--- Requirement ---
Give back exactly the lines running from the line with "Target: person in dark jacket" to the end of the entries, and only those lines.

--- Supplied records ---
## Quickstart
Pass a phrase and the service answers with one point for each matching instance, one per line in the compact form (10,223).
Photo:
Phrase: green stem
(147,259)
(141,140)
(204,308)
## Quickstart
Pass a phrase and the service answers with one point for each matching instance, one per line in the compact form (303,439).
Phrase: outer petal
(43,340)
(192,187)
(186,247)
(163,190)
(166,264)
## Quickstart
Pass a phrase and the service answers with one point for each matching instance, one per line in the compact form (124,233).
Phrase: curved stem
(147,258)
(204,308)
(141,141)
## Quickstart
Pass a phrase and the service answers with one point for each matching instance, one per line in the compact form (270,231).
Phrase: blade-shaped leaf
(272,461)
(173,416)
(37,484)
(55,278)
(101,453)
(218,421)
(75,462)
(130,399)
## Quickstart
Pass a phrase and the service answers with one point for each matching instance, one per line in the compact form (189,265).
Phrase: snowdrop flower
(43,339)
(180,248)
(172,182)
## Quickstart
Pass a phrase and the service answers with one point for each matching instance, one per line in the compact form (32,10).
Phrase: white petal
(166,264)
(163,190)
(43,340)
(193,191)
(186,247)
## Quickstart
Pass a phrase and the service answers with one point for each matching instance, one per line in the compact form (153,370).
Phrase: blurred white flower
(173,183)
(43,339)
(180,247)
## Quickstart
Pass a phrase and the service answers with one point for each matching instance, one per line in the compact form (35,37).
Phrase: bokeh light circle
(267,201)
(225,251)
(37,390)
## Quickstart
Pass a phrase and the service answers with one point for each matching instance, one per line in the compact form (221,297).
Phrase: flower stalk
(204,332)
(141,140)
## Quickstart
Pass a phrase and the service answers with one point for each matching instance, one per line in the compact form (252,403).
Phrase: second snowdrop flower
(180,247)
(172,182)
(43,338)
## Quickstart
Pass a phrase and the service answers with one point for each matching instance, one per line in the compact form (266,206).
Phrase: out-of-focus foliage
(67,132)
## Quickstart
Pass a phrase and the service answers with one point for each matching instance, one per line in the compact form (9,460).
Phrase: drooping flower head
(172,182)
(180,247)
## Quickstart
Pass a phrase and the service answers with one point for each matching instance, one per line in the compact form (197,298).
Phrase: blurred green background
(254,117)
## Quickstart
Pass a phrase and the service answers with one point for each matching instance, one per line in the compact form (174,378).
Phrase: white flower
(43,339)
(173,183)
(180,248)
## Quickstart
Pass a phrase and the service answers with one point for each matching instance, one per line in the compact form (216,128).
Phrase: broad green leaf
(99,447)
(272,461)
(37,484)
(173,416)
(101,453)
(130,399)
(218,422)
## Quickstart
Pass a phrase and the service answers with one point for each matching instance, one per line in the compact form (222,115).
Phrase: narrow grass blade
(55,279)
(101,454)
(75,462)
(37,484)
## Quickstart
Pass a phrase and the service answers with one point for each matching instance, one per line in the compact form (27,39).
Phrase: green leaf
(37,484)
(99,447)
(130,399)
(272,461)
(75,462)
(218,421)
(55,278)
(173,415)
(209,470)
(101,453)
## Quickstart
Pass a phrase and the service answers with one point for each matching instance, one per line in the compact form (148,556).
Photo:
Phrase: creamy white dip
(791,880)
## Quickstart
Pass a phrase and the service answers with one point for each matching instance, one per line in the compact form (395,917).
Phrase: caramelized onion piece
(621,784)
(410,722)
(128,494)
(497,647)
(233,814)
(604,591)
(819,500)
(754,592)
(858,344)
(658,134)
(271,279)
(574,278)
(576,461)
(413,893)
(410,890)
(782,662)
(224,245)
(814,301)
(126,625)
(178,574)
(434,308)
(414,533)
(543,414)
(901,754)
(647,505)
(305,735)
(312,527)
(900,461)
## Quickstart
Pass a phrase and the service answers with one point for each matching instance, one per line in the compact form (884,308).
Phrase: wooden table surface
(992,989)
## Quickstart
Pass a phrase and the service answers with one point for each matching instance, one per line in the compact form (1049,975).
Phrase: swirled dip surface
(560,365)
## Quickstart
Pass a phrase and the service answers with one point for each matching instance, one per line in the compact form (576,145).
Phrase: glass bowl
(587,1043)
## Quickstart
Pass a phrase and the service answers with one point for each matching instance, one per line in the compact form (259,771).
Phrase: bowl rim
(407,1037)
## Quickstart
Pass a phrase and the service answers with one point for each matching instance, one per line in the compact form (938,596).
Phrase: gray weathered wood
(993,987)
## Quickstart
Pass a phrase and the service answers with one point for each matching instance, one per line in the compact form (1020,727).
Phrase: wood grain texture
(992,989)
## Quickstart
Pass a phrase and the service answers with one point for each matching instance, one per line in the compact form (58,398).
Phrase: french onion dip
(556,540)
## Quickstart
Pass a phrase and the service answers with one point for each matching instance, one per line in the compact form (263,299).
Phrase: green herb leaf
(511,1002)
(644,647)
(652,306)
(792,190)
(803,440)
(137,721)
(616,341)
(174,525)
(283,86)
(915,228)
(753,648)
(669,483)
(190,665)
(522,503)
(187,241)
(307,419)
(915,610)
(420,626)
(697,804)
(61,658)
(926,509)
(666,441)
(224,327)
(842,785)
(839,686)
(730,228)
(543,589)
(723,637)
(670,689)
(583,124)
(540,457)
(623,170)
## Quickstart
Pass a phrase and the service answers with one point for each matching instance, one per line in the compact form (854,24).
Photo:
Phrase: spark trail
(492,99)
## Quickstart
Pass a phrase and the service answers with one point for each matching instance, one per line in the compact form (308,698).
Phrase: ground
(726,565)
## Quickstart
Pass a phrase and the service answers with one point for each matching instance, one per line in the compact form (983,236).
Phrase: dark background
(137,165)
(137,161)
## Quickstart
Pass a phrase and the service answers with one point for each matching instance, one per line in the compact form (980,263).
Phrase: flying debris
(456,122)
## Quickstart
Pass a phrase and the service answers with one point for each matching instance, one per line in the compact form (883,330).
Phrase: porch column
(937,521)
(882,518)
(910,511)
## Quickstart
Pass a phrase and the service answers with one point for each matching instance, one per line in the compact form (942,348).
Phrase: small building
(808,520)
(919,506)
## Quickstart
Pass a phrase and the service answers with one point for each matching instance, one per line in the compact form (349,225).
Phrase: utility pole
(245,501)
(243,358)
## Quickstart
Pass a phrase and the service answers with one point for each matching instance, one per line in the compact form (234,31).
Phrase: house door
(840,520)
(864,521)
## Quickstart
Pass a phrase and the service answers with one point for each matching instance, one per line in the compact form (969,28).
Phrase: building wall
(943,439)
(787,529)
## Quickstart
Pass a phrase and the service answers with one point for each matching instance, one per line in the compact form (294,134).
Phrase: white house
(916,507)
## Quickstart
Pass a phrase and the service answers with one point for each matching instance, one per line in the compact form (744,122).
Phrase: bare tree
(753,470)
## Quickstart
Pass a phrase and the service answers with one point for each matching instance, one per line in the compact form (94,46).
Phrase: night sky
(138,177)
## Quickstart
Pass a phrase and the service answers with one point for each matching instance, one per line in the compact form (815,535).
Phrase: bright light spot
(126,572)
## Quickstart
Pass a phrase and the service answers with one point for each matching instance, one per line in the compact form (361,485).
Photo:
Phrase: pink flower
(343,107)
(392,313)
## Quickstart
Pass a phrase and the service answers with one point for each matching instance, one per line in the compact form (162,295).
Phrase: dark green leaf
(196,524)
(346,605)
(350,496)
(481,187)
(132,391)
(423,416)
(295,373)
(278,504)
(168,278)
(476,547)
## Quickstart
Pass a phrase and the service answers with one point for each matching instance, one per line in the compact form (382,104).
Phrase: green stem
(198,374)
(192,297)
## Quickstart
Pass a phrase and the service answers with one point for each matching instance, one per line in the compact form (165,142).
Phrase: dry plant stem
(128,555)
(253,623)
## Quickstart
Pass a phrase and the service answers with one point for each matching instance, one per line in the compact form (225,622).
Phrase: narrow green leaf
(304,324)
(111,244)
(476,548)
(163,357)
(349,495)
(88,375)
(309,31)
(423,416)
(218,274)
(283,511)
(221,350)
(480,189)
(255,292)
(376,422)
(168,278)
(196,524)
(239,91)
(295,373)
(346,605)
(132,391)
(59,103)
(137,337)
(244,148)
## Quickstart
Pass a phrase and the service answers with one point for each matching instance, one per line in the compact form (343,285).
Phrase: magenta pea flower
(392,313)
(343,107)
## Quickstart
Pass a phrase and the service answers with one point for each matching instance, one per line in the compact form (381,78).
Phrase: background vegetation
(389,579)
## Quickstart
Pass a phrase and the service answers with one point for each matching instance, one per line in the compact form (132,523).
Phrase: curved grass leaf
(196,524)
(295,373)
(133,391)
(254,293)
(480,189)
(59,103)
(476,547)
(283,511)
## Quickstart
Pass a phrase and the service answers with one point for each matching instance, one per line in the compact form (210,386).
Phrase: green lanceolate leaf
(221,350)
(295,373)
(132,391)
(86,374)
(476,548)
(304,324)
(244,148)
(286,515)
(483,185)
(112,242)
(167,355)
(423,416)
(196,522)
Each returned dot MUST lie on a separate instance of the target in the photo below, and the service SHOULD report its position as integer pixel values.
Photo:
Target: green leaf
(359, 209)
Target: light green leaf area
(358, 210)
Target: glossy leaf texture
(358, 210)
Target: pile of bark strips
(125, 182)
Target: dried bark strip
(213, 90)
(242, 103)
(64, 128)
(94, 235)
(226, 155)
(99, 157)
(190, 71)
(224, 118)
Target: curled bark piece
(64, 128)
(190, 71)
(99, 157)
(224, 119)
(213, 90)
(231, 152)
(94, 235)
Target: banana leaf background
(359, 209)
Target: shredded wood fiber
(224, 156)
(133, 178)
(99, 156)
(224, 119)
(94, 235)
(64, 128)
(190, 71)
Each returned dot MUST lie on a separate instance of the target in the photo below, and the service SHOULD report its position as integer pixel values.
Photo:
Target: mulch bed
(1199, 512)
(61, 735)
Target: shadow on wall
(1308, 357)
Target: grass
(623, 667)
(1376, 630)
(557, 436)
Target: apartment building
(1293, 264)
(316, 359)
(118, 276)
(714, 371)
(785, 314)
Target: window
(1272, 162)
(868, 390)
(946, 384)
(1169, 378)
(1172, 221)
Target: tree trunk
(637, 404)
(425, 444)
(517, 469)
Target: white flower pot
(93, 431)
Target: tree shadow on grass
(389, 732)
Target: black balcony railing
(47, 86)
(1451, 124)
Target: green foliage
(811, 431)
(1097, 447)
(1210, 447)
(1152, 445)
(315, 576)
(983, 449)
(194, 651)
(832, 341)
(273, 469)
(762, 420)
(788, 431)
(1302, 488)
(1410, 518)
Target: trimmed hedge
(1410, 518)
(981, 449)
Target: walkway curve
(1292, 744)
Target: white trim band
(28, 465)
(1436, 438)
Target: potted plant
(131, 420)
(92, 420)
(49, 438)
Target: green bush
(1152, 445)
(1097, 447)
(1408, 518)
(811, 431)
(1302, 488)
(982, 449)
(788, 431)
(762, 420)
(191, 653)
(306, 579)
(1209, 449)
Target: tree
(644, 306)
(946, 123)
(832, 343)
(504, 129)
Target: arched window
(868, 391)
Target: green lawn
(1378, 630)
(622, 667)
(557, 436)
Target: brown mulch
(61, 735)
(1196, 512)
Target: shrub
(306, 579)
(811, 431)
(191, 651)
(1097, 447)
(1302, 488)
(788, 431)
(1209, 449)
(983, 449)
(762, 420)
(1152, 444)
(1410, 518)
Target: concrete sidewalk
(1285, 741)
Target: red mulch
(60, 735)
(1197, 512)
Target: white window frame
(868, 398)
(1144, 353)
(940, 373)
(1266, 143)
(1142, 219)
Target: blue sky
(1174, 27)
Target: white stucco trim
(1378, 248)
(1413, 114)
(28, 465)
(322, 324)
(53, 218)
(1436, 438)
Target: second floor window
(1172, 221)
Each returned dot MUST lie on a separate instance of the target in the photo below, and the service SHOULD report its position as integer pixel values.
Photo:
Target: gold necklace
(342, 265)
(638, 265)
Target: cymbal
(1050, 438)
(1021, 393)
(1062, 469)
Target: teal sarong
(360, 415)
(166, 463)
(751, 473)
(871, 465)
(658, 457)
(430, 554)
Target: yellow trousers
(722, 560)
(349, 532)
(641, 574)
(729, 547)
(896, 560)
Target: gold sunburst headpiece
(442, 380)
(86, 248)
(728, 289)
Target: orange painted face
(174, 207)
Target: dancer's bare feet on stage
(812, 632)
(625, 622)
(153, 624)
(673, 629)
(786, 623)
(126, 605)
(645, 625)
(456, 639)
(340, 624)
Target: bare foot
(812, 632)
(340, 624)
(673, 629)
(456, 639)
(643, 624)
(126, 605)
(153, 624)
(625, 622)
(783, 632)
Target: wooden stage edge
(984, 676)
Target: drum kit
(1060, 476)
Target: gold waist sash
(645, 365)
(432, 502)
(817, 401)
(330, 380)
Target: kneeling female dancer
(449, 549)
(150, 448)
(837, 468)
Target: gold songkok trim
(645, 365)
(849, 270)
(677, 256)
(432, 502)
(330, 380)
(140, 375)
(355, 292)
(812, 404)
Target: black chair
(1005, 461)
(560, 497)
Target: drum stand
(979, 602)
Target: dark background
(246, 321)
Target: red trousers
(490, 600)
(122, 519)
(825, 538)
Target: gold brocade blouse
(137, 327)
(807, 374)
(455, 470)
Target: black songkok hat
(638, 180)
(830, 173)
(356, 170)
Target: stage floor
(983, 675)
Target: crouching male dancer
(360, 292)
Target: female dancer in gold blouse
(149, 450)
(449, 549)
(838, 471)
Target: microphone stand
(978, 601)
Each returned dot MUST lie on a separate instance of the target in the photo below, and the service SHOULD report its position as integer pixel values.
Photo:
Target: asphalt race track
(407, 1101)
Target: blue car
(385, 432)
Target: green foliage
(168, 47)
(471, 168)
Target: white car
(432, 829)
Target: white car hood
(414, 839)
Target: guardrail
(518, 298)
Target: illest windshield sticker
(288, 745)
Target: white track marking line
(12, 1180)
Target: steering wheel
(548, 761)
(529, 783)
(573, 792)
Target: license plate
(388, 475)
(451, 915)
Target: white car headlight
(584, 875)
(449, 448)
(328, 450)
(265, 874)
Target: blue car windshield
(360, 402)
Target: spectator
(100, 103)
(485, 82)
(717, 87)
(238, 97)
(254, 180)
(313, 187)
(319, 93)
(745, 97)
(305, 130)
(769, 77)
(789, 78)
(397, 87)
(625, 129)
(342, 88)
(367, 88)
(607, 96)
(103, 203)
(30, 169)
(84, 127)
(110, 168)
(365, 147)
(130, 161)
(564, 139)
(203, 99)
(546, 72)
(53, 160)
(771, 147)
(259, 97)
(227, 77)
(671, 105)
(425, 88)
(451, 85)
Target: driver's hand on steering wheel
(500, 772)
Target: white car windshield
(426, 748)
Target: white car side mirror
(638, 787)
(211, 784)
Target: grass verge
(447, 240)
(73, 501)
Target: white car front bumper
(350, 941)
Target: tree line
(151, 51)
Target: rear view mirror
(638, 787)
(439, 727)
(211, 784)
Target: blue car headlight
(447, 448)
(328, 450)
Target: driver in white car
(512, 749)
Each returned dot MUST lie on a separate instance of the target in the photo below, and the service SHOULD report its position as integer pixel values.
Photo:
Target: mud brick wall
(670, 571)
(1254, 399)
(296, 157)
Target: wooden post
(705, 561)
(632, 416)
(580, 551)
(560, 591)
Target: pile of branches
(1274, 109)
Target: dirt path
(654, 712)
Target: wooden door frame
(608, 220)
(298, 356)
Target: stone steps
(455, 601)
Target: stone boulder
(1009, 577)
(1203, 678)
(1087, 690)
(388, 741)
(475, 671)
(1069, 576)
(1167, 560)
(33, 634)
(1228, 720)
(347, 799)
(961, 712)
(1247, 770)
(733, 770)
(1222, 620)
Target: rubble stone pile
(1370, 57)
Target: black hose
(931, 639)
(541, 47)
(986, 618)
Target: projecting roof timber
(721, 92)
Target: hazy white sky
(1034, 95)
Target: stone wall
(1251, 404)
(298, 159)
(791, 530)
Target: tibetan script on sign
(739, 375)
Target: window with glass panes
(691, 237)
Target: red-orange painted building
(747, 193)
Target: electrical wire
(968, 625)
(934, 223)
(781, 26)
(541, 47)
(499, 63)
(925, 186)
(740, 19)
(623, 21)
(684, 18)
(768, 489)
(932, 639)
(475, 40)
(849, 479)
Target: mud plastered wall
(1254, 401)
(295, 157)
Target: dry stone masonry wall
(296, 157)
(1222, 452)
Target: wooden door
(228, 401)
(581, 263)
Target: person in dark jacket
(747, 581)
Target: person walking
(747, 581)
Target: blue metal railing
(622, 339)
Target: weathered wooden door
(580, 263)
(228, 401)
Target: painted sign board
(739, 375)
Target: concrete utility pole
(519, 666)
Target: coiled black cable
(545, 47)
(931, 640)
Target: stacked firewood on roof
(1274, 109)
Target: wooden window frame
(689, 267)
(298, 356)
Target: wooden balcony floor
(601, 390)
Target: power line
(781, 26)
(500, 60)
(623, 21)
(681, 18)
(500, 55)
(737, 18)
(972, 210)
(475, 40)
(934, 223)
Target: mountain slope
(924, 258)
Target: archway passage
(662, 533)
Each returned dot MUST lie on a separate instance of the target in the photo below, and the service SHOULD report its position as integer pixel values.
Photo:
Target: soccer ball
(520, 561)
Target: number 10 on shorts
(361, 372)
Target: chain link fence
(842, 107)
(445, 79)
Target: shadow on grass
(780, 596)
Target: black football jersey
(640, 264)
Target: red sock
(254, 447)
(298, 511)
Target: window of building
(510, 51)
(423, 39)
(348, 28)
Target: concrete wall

--- Full answer ---
Target: person in dark jacket
(747, 581)
Target: person walking
(747, 581)
Target: blue metal railing
(622, 339)
Target: weathered wooden door
(580, 263)
(228, 401)
Target: painted sign board
(739, 375)
Target: concrete utility pole
(519, 666)
Target: coiled black cable
(545, 47)
(931, 640)
Target: stacked firewood on roof
(1274, 109)
Target: wooden window frame
(689, 267)
(298, 356)
Target: wooden balcony floor
(601, 390)
Target: power line
(781, 26)
(500, 60)
(623, 21)
(681, 18)
(500, 55)
(737, 18)
(972, 210)
(475, 40)
(934, 223)
Target: mountain slope
(924, 258)
Target: archway passage
(662, 533)
Each returned dot MUST lie on a separate instance of the target in the photo below, and the service SHOULD report its position as integer pixel values.
Photo:
Target: soccer ball
(520, 561)
Target: number 10 on shorts
(361, 372)
Target: chain link fence
(842, 107)
(445, 79)
Target: shadow on grass
(780, 596)
Target: black football jersey
(640, 264)
Target: red sock
(254, 447)
(298, 511)
Target: window of building
(510, 51)
(423, 39)
(348, 28)
Target: concrete wall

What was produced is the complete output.